WORK REQUIRED —
Proceed with the Middle East update on the rejected Hamas deal, writing what comes after its last sentence.

EXCERPT TO READ —
════════

2024-02-07 14:00:15
Here are a few major updates from the Middle East!
No Hamas Deal
Israeli Prime Minister Benjamin Netanyahu rejected Hamas’s “delusional demands.”
The terrorist group demanded a four-and-a-half-month truce. The terrorists would release the hostages in three stages along with Palestinian prisoners in Israel:
- Phase one: A 45-day pause in fighting during which all Israeli women hostages, males under 19, the elderly and sick would be exchanged for Palestinian women and children held in Israeli jails. Israeli forces would withdraw from populated areas of Gaza, and the reconstruction of hospitals and refugee camps would begin.
- Phase two: Remaining male Israeli hostages would be exchanged for Palestinian prisoners and Israeli forces leave Gaza completely.
- Phase three: Both sides would exchange remains and bodies.
The proposed deal would also see deliveries of food and other aid to Gaza increase. By the end of the 135-day pause in fighting, Hamas said negotiations to end the war would have concluded.
The prisoners, including the women and children, are in prison because they tried to attack Israel. Yes, women and children can be terrorists.
Releasing prisoners would be a mistake. Look at Hamas leader Sinwar, a former Israeli prisoner exchanged for one Israeli soldier.

════════

Photo-based referring expression data —
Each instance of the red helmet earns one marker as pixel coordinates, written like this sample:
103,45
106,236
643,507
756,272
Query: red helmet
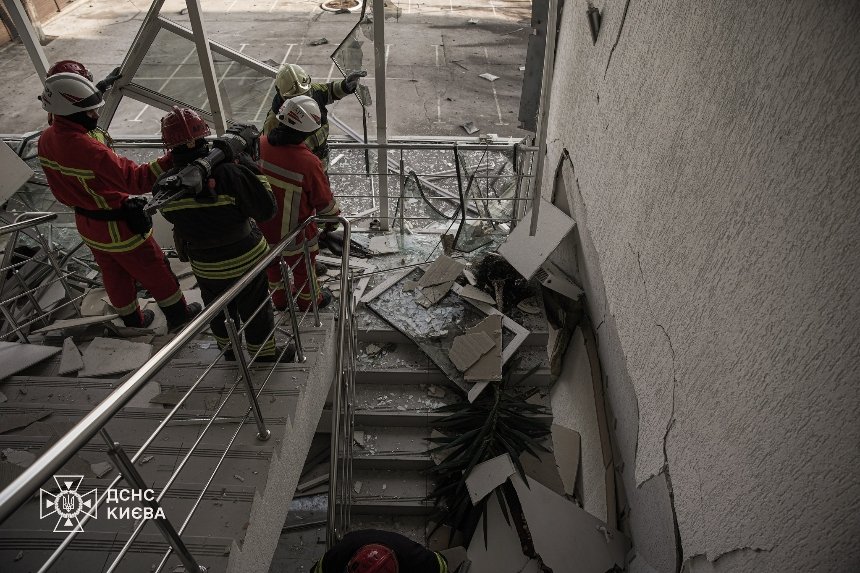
182,126
373,558
70,66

════════

WRITTEN REPLY —
Israel learned her lesson:
Speaking with reporters during a press conference in Jerusalem, Netanyahu insisted that he had made no specific promises regarding the release of Palestinian security prisoners with blood on their hands, or any ratio for Palestinian prisoners to be freed in return for hostages in a potential deal, declaring that Israel “has not committed to anything.”
“There is supposed to be some kind of negotiation via the intermediaries. But right now, given what I see from the response by Hamas [to the Israel-backed framework for talks on a deal], they’re not there,” he said.
“Surrender to Hamas’s delusional demands, that we’ve just heard, not only would not bring about the freedom of the hostages, but it would only invite an additional slaughter; it would invite disaster for Israel that no Israeli citizens want,” he said.
Netanyahu has felt pressure from the loved ones of the hostages, released hostages, and others around the world to take deals to bring them home.
Netanyahu and the IDF know the best way to preserve Israel is to eliminate Hamas:
“The victory is within reach,” he stated, predicting that the war would be won in a “matter of months” rather than years or decades.
Netanyahu’s comments echoed those of IDF Chief of Staff Lt. Gen. Herzi Halevi, who said on Tuesday during a visit to northern Gaza that the hostages’ return “won’t happen without military pressure.”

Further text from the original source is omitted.